*** SOURCE INFORMATION Section Begins ***
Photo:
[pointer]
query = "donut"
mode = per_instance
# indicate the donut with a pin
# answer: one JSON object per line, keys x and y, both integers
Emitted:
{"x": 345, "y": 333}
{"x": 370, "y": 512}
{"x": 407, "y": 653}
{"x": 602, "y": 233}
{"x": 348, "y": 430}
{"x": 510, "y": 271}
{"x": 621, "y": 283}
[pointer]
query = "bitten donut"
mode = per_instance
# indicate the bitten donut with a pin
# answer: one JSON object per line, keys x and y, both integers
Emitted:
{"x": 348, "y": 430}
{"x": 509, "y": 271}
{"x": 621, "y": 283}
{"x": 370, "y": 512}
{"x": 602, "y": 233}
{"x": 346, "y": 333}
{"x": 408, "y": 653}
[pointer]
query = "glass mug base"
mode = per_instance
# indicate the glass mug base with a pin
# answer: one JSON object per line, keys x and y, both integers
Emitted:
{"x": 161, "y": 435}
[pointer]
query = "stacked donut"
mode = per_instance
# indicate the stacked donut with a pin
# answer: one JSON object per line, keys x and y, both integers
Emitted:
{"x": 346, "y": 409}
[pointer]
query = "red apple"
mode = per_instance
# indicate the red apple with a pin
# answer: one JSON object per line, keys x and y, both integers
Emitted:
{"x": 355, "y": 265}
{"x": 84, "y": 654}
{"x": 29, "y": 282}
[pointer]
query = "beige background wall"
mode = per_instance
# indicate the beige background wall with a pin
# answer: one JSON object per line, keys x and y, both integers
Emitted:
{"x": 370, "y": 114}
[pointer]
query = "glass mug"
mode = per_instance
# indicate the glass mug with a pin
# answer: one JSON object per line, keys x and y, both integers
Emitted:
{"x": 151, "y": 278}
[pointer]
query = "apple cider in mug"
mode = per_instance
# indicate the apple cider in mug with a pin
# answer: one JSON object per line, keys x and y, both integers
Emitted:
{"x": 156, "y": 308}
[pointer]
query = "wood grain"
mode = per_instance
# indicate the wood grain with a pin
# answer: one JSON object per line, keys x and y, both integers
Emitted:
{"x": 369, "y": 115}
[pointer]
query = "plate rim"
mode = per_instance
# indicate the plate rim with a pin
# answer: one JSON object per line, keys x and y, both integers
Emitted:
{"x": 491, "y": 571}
*** SOURCE INFORMATION Section Ends ***
**PROBLEM TO WORK ON:** Pull every line with "glass" from the records.

**OUTPUT OF THE EXERCISE:**
query = "glass mug base"
# indicate the glass mug base with a pin
query = "glass mug"
# indicate the glass mug with a pin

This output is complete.